* [THE TASK]: In the listing below, find the line that contains "Note: mark the blue silicone" and the line that contains "Note: mark the white dough". Quote both and every line between them, exactly, and nothing more.

* [GIVEN RECORDS]:
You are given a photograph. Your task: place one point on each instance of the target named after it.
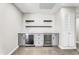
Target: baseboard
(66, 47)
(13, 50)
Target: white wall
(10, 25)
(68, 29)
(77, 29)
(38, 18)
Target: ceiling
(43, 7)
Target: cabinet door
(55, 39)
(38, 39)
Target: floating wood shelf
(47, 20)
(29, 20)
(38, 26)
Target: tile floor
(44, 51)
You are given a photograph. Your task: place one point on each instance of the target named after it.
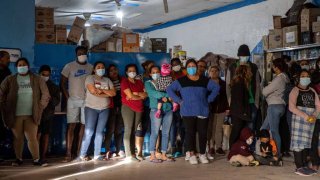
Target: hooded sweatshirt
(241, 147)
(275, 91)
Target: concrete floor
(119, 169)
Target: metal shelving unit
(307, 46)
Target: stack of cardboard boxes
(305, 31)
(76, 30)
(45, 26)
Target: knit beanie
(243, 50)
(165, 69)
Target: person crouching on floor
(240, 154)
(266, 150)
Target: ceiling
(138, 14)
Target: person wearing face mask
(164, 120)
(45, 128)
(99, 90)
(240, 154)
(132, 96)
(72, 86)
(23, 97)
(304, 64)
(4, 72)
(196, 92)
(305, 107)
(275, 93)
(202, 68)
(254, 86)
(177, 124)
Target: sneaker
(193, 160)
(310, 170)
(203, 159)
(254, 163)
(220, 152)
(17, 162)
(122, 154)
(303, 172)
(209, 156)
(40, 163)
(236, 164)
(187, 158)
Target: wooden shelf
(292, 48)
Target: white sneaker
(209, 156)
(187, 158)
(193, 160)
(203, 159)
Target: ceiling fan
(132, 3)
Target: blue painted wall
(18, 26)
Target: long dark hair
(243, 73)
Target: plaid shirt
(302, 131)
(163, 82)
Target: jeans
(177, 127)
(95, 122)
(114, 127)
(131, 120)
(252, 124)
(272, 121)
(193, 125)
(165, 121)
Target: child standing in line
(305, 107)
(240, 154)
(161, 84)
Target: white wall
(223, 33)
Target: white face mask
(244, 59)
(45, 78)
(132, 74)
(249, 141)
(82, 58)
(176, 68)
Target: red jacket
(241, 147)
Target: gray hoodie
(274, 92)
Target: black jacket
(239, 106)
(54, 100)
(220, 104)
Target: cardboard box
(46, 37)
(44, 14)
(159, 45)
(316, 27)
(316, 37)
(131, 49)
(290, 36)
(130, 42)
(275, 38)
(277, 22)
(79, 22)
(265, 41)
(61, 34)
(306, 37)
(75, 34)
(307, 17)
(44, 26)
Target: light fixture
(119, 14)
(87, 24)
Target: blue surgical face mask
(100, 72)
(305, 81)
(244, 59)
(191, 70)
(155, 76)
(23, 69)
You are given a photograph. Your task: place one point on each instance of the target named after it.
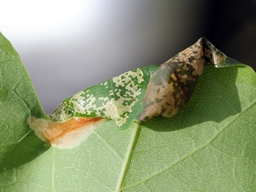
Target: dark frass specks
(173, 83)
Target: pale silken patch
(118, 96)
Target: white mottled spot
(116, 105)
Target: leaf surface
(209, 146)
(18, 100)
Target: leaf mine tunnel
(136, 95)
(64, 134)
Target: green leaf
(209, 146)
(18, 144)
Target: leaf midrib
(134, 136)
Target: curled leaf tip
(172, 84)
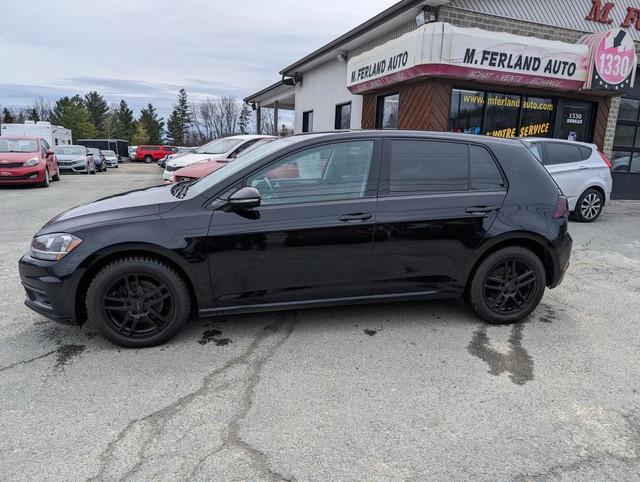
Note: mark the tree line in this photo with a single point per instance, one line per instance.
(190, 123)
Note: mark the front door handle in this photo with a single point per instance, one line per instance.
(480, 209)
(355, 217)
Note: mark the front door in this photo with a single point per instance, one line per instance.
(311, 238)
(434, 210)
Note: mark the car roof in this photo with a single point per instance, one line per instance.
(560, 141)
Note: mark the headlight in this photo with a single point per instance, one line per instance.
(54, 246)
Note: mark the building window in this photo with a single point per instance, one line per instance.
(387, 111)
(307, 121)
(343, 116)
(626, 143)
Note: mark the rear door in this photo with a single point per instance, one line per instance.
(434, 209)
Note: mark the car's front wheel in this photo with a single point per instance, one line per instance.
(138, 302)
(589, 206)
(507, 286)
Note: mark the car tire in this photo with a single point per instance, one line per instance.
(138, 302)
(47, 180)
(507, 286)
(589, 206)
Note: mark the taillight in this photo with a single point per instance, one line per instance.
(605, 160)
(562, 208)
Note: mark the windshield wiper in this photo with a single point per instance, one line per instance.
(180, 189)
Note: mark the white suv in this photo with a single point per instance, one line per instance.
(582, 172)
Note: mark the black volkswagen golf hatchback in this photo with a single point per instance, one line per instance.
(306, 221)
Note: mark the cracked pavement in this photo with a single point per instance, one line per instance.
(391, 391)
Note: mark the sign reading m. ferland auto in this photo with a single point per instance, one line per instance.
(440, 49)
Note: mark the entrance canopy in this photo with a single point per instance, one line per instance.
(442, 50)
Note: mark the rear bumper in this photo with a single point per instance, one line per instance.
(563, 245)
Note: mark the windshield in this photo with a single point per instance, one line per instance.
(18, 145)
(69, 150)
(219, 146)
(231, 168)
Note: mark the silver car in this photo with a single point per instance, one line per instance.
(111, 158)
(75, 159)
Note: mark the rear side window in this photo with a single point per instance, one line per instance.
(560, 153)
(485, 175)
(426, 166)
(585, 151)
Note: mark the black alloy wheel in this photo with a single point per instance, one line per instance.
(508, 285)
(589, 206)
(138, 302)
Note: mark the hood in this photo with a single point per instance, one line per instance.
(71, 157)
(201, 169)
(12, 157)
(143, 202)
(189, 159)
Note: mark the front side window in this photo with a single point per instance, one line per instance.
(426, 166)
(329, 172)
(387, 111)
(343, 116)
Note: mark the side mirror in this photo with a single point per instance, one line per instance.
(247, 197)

--

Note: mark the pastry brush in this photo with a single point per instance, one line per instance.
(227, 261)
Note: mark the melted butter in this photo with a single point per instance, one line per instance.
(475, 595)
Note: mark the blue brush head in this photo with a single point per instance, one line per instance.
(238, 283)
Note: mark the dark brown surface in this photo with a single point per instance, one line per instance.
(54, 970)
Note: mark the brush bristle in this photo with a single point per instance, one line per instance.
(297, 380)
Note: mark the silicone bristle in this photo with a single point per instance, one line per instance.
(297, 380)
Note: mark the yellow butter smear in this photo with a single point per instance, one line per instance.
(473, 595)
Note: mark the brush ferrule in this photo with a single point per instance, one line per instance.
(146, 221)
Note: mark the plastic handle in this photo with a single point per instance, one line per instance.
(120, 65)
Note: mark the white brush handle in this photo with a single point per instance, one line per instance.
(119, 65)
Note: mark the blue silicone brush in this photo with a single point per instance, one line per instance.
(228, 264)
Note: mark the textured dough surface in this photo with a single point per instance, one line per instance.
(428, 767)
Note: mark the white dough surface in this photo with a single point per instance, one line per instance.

* [EXERCISE ANSWER]:
Note: mark the blue silicone brush in this photo with a single point per instance, one line per instance.
(228, 264)
Note: mark the textured dough surface in this photo with a single point per instance, one line per instance.
(428, 767)
Note: mark the white dough surface in this photo with a single point per instance, one line per instance.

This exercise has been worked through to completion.